*Task to complete:* What follows is a listing; repeat exactly, and only, its lines from the one holding "Would you be able to point at the white" through the last, leaving any pictures out.

*Records for processing:*
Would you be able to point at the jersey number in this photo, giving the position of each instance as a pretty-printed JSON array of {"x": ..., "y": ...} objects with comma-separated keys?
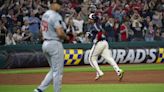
[{"x": 44, "y": 26}]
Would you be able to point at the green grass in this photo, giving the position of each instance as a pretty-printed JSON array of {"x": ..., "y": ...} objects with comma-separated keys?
[
  {"x": 90, "y": 88},
  {"x": 129, "y": 67}
]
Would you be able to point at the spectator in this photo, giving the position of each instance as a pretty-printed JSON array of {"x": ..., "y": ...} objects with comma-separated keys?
[
  {"x": 26, "y": 34},
  {"x": 149, "y": 36},
  {"x": 18, "y": 35},
  {"x": 78, "y": 22},
  {"x": 3, "y": 33},
  {"x": 123, "y": 36},
  {"x": 10, "y": 40},
  {"x": 158, "y": 34},
  {"x": 157, "y": 18}
]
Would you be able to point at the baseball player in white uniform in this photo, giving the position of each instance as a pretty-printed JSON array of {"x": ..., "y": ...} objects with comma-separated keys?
[
  {"x": 100, "y": 47},
  {"x": 52, "y": 27}
]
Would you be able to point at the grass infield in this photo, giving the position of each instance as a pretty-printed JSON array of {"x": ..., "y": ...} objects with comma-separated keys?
[
  {"x": 128, "y": 67},
  {"x": 90, "y": 88}
]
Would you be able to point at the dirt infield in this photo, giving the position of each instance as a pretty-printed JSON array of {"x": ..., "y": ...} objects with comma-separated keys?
[{"x": 86, "y": 78}]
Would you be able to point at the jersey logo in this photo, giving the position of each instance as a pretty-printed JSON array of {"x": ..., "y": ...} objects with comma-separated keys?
[
  {"x": 44, "y": 25},
  {"x": 60, "y": 22}
]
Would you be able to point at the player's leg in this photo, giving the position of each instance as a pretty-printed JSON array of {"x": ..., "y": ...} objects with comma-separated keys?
[
  {"x": 94, "y": 53},
  {"x": 108, "y": 56},
  {"x": 48, "y": 78},
  {"x": 57, "y": 66}
]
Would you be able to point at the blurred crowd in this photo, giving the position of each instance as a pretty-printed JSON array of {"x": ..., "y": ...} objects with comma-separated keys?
[{"x": 122, "y": 20}]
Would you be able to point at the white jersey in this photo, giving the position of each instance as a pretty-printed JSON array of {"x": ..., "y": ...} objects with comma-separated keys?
[{"x": 50, "y": 21}]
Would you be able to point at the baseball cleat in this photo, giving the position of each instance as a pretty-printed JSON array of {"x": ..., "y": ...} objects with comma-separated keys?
[
  {"x": 121, "y": 75},
  {"x": 37, "y": 90},
  {"x": 98, "y": 76}
]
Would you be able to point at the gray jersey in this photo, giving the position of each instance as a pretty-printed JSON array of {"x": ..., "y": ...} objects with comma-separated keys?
[{"x": 50, "y": 21}]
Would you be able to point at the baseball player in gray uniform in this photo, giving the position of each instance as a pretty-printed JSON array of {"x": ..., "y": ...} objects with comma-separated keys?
[
  {"x": 52, "y": 27},
  {"x": 100, "y": 47}
]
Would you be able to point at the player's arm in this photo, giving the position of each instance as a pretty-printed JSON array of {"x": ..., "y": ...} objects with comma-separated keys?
[{"x": 61, "y": 34}]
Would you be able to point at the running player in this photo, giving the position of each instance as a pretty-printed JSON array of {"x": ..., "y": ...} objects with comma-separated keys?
[
  {"x": 100, "y": 47},
  {"x": 52, "y": 27}
]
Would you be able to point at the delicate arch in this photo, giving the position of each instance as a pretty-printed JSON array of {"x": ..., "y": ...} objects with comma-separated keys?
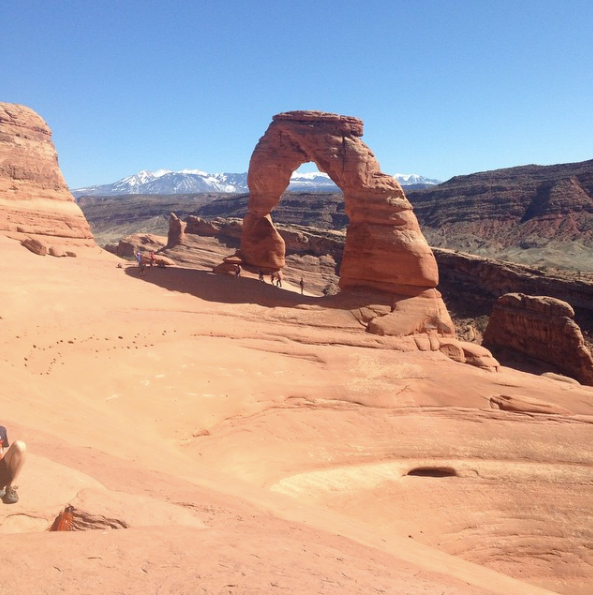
[{"x": 384, "y": 249}]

*Result of this task:*
Would you be able to point at the white jersey in this photo, giving the position of each instance as a pretty-printed JSON array of {"x": ..., "y": ...} objects with comma-separated keys?
[{"x": 50, "y": 21}]
Would you be able to point at the baseball cleat in this photo, giving the position of each instance as a pretty-printed JSON array of {"x": ..., "y": ...} objects with comma-separated keys?
[
  {"x": 121, "y": 75},
  {"x": 37, "y": 90},
  {"x": 98, "y": 76}
]
Would you be able to point at the gray jersey in this photo, giving the position of each instance as a pretty-printed JSON array of {"x": ..., "y": ...} objects with comma-separated keys?
[{"x": 50, "y": 21}]
Would you be able to point at the baseball player in gray uniform in this photo, giving the position of each instance as a pretty-printed JSON array of {"x": ..., "y": ...} objects with comma-separated keys?
[
  {"x": 52, "y": 27},
  {"x": 100, "y": 47}
]
Would you be able to point at the player's arm in this photo, giving the position of each instance as a pretty-printed JSON array of {"x": ..., "y": ...} objects with comma-separated keys?
[{"x": 61, "y": 34}]
Would you be able to point at the running player in this photo, giving the position of each instance as a pretty-printed JSON array of {"x": ..., "y": ...} objects with comma-separated keys?
[
  {"x": 100, "y": 47},
  {"x": 52, "y": 27}
]
Would you be able to point at the delicate arch in this photo, giving the position of each instance as a pretty-printed JSON array of {"x": ..., "y": ...} objects with comma-separated keys?
[{"x": 384, "y": 249}]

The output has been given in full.